__THE EXERCISE__. Pick out every line in the records below that contains the word "image".

__THE INPUT__.

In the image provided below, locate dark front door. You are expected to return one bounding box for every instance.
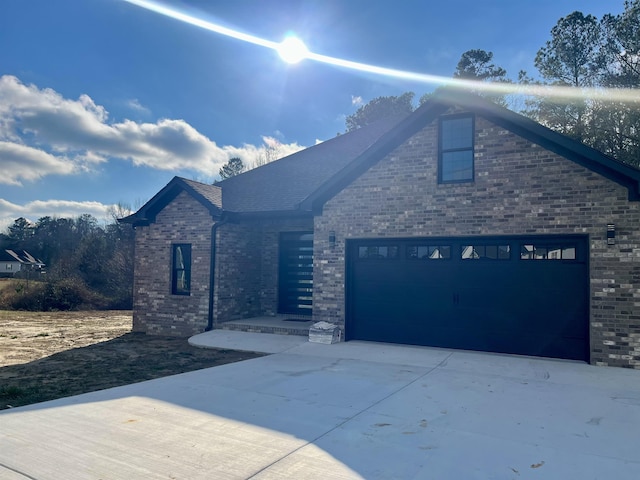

...

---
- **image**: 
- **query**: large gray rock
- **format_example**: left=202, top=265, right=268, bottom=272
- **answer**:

__SOLUTION__.
In the image provided below, locate dark front door. You are expected to return one bounding box for every instance.
- **image**: 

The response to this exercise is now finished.